DIRECTIONS – Rewrite the records below, swapping "white flower" for "yellow flower" and leaving everything else as it is.

THE RECORDS –
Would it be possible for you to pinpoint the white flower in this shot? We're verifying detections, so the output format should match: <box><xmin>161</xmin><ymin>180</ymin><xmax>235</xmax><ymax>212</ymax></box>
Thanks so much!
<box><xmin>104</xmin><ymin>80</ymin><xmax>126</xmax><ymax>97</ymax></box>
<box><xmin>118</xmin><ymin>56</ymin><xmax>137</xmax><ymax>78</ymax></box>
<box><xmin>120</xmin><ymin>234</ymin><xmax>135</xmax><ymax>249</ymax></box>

EXPECTED OUTPUT –
Would it be possible for you to pinpoint the yellow flower in this shot? We're verifying detections, so the output format should match: <box><xmin>161</xmin><ymin>180</ymin><xmax>235</xmax><ymax>212</ymax></box>
Thanks so much!
<box><xmin>104</xmin><ymin>80</ymin><xmax>126</xmax><ymax>97</ymax></box>
<box><xmin>118</xmin><ymin>56</ymin><xmax>137</xmax><ymax>78</ymax></box>
<box><xmin>120</xmin><ymin>234</ymin><xmax>135</xmax><ymax>249</ymax></box>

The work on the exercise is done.